**What you need to do**
Please copy out the lines below, from the one containing "In this exercise you will indicate the bull's tail" through the one containing "x=210, y=350", inclusive, and replace "Query" with "Target" while leaving everything else unchanged.

Data listing:

===

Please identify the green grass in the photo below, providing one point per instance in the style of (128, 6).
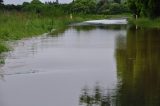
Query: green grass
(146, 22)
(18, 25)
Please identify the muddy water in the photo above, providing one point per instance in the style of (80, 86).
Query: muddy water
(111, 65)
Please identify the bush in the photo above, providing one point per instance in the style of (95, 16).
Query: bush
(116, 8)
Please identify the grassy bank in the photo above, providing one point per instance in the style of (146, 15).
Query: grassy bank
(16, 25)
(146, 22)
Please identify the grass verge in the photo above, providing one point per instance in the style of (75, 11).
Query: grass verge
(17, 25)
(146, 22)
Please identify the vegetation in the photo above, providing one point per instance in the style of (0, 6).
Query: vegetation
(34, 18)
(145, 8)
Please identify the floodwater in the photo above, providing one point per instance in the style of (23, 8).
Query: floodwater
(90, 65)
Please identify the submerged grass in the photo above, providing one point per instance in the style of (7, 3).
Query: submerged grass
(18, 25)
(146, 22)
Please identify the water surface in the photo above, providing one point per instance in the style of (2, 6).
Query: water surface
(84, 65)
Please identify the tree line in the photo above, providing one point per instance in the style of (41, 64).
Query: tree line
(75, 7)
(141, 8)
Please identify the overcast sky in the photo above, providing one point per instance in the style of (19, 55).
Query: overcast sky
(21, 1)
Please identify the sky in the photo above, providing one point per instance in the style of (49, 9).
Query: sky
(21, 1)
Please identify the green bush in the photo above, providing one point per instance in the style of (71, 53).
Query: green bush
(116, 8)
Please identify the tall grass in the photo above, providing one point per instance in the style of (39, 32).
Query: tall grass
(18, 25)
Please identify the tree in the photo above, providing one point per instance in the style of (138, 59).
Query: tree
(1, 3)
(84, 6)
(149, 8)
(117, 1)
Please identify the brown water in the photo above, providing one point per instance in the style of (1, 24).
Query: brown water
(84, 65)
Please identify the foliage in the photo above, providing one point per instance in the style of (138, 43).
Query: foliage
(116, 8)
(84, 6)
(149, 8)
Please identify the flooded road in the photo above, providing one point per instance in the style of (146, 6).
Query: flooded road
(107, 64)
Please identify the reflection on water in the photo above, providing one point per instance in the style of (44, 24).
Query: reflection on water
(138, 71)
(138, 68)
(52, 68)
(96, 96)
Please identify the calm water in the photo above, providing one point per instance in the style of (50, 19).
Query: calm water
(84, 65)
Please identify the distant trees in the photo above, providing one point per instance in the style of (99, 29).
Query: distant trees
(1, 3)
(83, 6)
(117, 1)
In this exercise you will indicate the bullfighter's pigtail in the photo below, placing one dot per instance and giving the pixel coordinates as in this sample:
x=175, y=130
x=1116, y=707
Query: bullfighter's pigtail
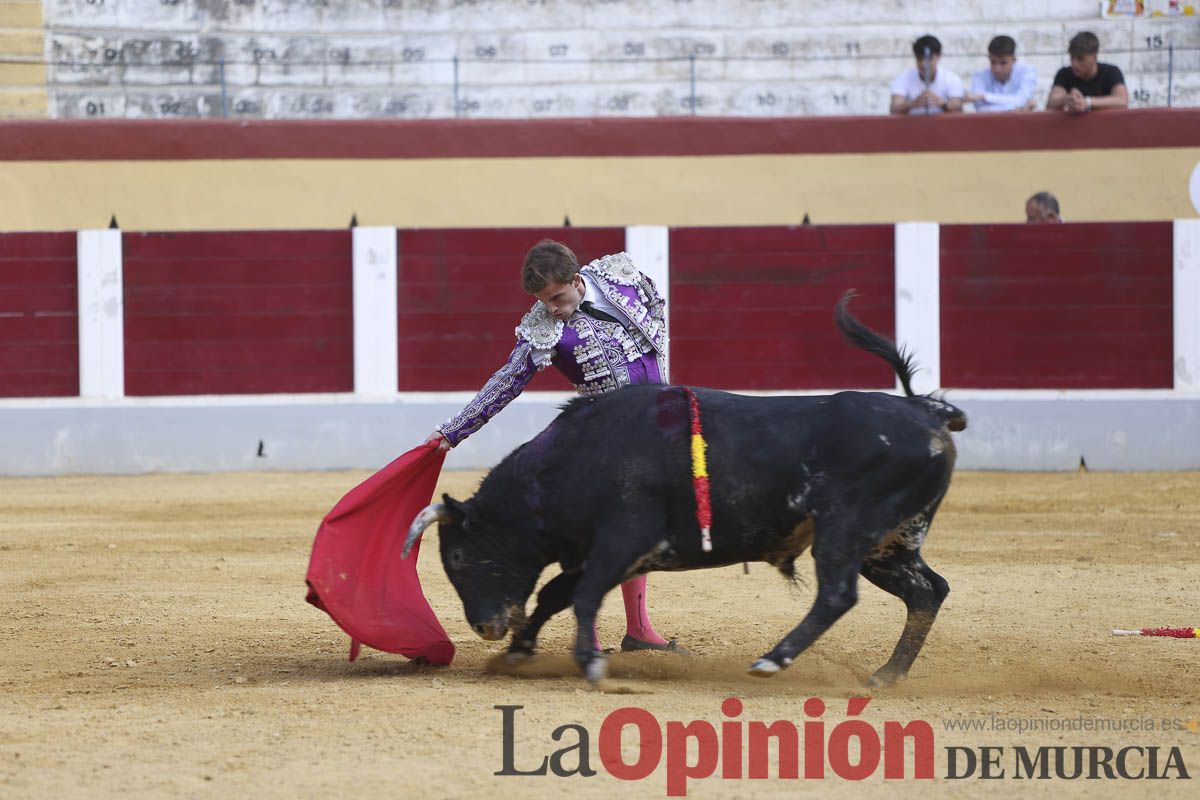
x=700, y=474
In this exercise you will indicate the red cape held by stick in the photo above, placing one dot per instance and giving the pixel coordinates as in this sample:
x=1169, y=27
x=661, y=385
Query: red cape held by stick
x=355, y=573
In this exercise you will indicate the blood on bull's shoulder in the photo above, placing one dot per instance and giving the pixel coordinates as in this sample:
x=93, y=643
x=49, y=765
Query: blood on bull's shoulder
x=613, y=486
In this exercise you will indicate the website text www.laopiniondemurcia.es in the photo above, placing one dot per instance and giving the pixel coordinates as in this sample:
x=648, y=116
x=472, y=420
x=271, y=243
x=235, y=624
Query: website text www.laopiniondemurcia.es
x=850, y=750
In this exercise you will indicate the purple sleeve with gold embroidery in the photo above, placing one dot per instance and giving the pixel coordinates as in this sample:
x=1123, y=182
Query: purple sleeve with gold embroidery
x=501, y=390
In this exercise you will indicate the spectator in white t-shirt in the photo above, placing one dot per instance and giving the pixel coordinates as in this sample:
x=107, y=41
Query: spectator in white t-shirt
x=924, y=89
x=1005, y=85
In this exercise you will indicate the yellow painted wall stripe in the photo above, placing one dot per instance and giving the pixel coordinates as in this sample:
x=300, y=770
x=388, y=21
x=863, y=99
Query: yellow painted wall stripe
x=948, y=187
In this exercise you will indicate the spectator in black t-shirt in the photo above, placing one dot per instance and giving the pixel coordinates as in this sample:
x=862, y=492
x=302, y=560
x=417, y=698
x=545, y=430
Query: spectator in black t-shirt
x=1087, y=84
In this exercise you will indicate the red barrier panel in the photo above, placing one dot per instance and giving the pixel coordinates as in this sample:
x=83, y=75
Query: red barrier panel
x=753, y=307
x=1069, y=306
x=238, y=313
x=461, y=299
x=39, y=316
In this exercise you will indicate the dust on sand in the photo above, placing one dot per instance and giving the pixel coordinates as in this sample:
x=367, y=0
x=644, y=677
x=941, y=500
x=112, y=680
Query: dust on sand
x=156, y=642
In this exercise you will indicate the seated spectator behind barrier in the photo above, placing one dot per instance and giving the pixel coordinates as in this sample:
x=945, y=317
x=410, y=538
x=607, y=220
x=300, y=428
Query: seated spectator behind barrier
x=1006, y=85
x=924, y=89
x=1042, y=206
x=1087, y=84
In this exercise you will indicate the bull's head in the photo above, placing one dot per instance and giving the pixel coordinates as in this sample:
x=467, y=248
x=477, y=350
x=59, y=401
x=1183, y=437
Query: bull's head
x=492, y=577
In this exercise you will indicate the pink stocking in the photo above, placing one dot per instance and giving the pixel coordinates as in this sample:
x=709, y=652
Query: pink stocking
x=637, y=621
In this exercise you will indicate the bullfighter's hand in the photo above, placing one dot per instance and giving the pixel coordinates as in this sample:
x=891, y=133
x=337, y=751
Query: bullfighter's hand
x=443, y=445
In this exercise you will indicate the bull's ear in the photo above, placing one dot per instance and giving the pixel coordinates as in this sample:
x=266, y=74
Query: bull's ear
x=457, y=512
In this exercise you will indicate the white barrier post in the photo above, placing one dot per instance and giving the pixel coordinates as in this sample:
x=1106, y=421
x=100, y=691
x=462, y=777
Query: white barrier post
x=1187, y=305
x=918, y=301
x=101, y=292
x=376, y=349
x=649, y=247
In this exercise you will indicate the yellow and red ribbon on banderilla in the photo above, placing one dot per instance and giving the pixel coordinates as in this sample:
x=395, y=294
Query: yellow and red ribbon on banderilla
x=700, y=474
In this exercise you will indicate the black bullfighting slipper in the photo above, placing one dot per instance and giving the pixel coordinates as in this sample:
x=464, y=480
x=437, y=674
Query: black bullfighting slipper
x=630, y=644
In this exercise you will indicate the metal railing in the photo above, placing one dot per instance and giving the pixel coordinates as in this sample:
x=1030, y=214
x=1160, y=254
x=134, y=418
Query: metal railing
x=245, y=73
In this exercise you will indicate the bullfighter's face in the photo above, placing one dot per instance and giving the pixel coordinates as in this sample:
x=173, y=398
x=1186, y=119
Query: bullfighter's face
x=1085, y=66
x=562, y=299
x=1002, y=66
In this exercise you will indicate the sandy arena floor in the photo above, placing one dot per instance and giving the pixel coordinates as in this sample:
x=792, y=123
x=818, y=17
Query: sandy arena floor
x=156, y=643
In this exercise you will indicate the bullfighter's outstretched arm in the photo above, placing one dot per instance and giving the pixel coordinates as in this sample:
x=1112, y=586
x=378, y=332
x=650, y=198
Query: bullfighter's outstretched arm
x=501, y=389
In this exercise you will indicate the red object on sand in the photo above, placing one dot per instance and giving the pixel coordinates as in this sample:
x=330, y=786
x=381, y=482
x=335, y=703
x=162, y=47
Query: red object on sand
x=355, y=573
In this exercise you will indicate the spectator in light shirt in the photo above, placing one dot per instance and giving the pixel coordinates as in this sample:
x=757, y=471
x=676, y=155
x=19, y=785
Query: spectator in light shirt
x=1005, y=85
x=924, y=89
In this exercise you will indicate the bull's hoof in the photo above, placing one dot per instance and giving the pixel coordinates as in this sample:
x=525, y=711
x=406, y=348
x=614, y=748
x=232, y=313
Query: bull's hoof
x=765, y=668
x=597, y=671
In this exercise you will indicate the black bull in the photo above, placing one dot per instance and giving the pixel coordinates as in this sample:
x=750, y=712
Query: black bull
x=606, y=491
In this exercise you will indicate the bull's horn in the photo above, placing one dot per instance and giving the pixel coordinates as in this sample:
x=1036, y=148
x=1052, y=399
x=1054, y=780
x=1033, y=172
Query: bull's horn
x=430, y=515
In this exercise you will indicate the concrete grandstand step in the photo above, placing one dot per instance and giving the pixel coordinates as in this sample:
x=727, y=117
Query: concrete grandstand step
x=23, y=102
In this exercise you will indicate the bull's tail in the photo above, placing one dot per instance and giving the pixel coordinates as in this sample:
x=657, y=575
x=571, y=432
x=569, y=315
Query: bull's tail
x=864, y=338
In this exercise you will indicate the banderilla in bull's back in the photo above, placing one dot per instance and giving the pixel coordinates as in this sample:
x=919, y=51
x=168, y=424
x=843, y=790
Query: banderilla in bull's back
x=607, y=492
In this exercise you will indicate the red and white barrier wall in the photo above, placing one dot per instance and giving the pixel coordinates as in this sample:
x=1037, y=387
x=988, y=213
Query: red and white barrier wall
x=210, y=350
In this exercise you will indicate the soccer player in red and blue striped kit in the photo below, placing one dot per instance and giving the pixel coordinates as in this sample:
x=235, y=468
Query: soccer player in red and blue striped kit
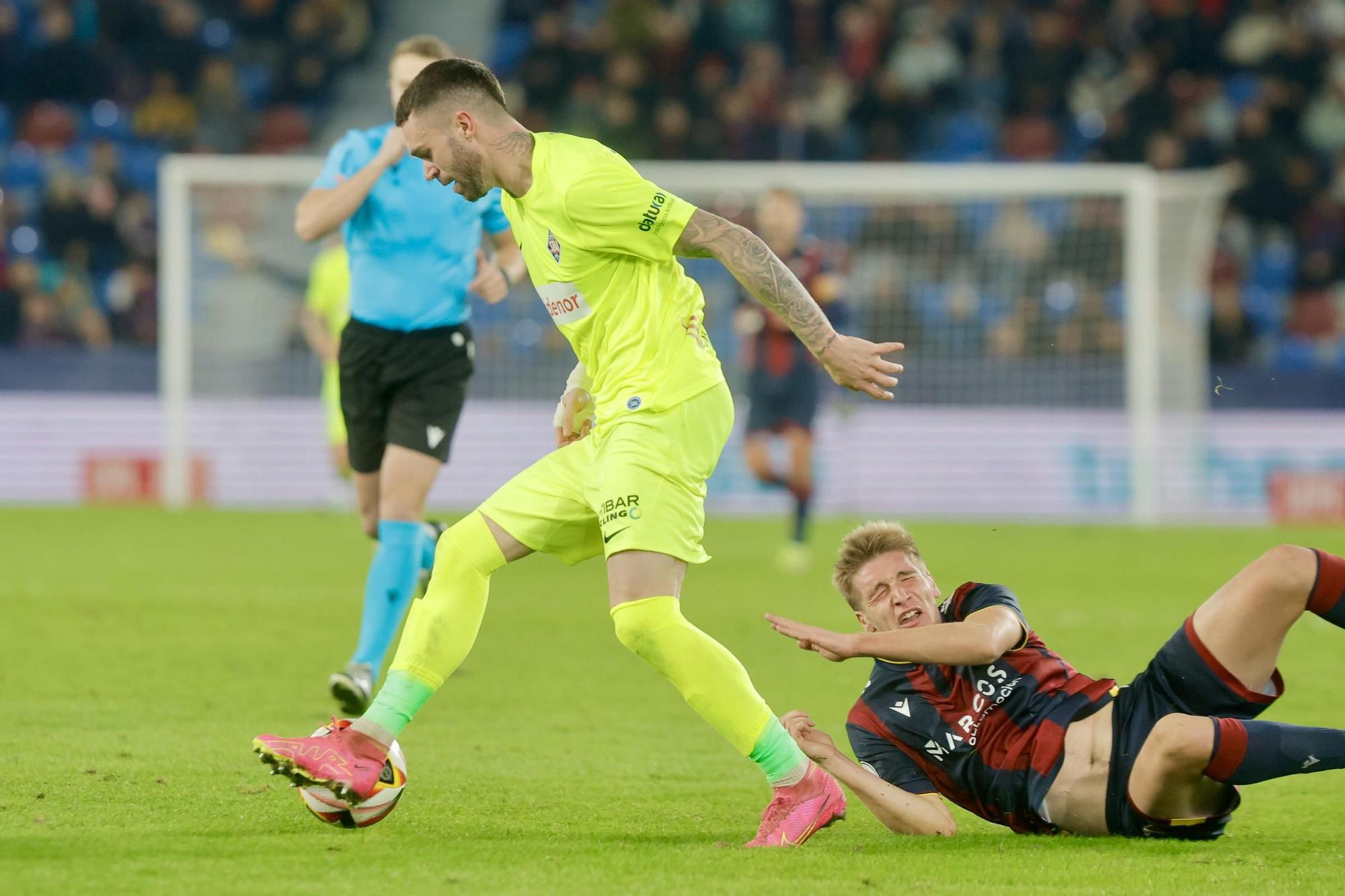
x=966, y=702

===

**Solution**
In this exercise you will indicate the bull's tail in the photo above, placing one dot per instance and giving the pixel coordinates as in this sample:
x=657, y=575
x=571, y=432
x=569, y=315
Target: bull's tail
x=864, y=338
In this exercise you will indicate the banderilla in bull's back in the photo above, placing one dot per instance and giving the pixel coordinates as in this sample:
x=919, y=51
x=168, y=424
x=843, y=790
Target: banderilla in bull's back
x=607, y=492
In this exercise you will indicate the red and white barrier wall in the photo above, placing one dot per instance and giving the pixel coordinates as in this sample:
x=1037, y=387
x=988, y=213
Target: red and white barrier wall
x=210, y=350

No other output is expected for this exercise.